### [PROVIDED DATA]
— START —

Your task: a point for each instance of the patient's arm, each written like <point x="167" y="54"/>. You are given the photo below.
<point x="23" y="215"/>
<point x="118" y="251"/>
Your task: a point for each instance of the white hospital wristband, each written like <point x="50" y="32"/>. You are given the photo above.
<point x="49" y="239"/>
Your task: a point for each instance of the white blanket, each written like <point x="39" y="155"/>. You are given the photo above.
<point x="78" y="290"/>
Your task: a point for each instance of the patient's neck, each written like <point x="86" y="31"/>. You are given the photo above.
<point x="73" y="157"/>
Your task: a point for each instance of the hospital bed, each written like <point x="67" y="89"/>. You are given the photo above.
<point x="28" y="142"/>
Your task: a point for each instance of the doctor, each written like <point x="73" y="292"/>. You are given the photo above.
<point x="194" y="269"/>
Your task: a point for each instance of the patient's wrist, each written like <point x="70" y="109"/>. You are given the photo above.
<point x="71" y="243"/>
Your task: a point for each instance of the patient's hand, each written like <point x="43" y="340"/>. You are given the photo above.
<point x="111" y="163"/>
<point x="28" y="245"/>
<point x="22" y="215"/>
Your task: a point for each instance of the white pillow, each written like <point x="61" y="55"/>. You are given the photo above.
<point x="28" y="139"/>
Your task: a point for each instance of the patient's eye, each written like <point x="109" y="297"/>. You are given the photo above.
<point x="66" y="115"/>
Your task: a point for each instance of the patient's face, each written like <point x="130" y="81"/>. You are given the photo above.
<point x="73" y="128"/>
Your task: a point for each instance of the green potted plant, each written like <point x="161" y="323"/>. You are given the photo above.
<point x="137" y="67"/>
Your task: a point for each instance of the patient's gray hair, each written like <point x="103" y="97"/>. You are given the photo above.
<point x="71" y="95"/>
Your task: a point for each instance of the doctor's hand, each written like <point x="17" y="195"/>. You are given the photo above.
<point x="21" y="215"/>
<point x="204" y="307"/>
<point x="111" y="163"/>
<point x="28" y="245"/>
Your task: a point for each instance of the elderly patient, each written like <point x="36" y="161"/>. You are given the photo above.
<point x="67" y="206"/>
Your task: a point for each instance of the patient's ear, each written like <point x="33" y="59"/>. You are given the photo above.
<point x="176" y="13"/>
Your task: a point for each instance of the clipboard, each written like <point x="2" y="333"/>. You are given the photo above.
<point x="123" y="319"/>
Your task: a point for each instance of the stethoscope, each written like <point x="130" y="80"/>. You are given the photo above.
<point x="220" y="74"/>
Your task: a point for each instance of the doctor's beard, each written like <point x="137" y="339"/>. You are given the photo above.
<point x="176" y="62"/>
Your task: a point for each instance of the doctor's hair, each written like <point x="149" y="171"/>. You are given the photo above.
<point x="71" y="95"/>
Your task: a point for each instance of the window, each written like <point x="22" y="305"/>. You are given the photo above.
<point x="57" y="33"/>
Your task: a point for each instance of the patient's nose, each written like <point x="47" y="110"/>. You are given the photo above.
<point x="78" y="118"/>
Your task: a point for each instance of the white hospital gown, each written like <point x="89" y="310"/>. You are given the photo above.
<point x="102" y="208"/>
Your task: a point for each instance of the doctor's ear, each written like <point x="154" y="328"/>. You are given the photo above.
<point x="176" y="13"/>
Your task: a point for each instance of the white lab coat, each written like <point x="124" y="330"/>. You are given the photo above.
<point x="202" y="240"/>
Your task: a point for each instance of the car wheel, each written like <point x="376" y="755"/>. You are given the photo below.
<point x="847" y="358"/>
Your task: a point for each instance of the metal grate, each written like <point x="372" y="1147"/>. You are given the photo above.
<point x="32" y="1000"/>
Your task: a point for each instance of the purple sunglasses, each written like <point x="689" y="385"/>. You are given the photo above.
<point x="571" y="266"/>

— END —

### [THE EXERCISE]
Could you rewrite everything from the line containing "Your task: a point for each instance of the metal" down to the last of the items, requests included, offsetting every x and y coordinate in the answers by 33 and leaving the requests unchanged?

### [ANSWER BELOW]
Your task: a point for each instance of the metal grate, each written like <point x="372" y="1147"/>. You are given the photo above.
<point x="65" y="1033"/>
Your task: a point for each instance of the purple sunglasses, each written like <point x="689" y="385"/>. You are given the photo above.
<point x="604" y="299"/>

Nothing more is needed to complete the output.